» READING TEXT
************

In the U.S., international volunteering is developed, as well. In 2007, almost 3.7 million volunteers testified participation in at least some long-distance volunteering (Toppe 45). The ten most popular endpoints for long-distance volunteering outside volunteer’s own state include Texas, Florida, Mississippi, Alabama and Louisiana. Nevertheless, Americans want to volunteer abroad, too. They go to India, South Africa, Thailand, and Haiti – those countries they can help most.
Despite so much civic engagement in both countries, China and the United States still have some problems that prevent them from the further development. In China, where volunteering is undeveloped comparing to the U.S., volunteer organizations may face problems in four major areas: promoting volunteer service development, legal development of registration system, lack of resources – financial intellectual and institutional support, and volunteer management standards and quality. Without proper promotion, legalization, funding and trained volunteers, many organizations cannot make bigger a contribution to society. In the matter of volunteerism, China still has much to learn from the United States about how to stimulate volunteerism.

************

Photo-based referring expression data:

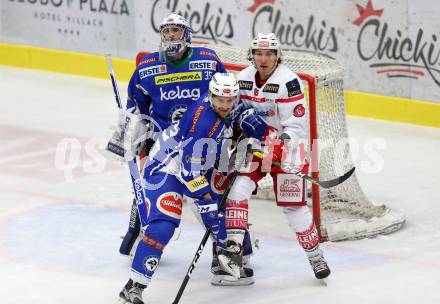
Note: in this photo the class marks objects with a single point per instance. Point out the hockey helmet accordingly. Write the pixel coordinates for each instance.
(265, 42)
(172, 48)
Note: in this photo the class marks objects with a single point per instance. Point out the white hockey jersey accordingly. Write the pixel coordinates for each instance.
(280, 101)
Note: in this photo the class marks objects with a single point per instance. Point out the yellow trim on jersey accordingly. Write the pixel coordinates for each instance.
(197, 183)
(177, 77)
(23, 56)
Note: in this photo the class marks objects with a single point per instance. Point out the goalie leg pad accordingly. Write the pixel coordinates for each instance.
(149, 250)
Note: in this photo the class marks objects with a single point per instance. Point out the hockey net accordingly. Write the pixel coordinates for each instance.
(342, 212)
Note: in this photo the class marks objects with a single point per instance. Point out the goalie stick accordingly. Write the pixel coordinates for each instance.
(136, 179)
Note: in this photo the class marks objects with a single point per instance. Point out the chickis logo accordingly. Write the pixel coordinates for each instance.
(314, 35)
(393, 54)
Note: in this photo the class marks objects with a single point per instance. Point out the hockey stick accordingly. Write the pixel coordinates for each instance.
(206, 236)
(136, 179)
(327, 183)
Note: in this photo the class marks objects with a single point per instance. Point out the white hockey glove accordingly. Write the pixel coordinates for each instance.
(126, 141)
(252, 124)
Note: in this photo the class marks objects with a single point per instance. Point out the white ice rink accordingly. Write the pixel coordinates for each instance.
(60, 230)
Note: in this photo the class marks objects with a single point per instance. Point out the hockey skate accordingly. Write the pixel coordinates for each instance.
(132, 292)
(223, 278)
(318, 263)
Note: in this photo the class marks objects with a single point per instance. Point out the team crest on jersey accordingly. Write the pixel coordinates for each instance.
(177, 77)
(148, 60)
(271, 88)
(150, 263)
(176, 113)
(170, 203)
(293, 88)
(197, 183)
(203, 65)
(153, 70)
(245, 85)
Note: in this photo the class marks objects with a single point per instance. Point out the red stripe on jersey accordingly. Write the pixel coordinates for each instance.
(253, 98)
(291, 99)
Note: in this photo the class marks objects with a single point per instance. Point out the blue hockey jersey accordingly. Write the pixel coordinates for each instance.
(164, 90)
(191, 148)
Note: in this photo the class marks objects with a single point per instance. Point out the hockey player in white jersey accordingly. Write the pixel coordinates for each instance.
(277, 95)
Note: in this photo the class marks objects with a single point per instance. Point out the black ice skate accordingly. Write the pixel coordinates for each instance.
(132, 292)
(319, 265)
(223, 278)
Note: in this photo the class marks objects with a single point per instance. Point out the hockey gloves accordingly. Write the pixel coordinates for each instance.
(208, 210)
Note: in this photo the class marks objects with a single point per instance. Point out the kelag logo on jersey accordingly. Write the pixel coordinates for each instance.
(203, 65)
(178, 77)
(153, 70)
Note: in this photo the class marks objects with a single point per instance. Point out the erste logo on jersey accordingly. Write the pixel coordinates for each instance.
(219, 182)
(153, 70)
(299, 111)
(178, 77)
(203, 65)
(245, 85)
(268, 113)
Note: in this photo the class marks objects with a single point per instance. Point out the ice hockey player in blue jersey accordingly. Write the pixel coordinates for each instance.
(182, 162)
(162, 87)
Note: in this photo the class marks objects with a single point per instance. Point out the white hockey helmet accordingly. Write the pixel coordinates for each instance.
(172, 48)
(265, 42)
(224, 84)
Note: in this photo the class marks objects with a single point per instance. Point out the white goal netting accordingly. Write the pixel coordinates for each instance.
(345, 212)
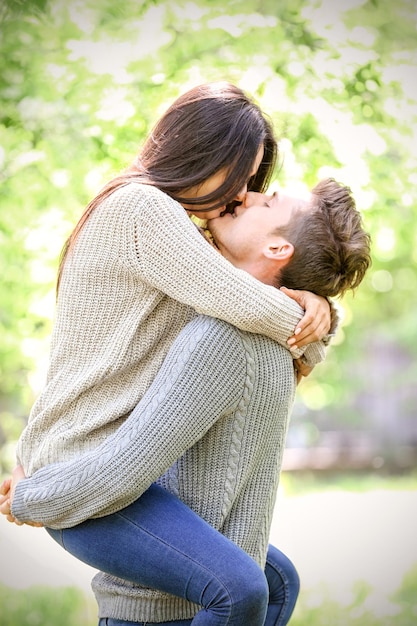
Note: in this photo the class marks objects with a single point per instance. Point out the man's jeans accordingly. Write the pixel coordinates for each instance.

************

» WHAT THE TASK ASKS
Please rewrite the volunteering text between "Despite so much" and "to stimulate volunteerism.", inclusive, substituting "groups" for "organizations".

» EXERCISE ANSWER
Despite so much civic engagement in both countries, China and the United States still have some problems that prevent them from the further development. In China, where volunteering is undeveloped comparing to the U.S., volunteer groups may face problems in four major areas: promoting volunteer service development, legal development of registration system, lack of resources – financial intellectual and institutional support, and volunteer management standards and quality. Without proper promotion, legalization, funding and trained volunteers, many groups cannot make bigger a contribution to society. In the matter of volunteerism, China still has much to learn from the United States about how to stimulate volunteerism.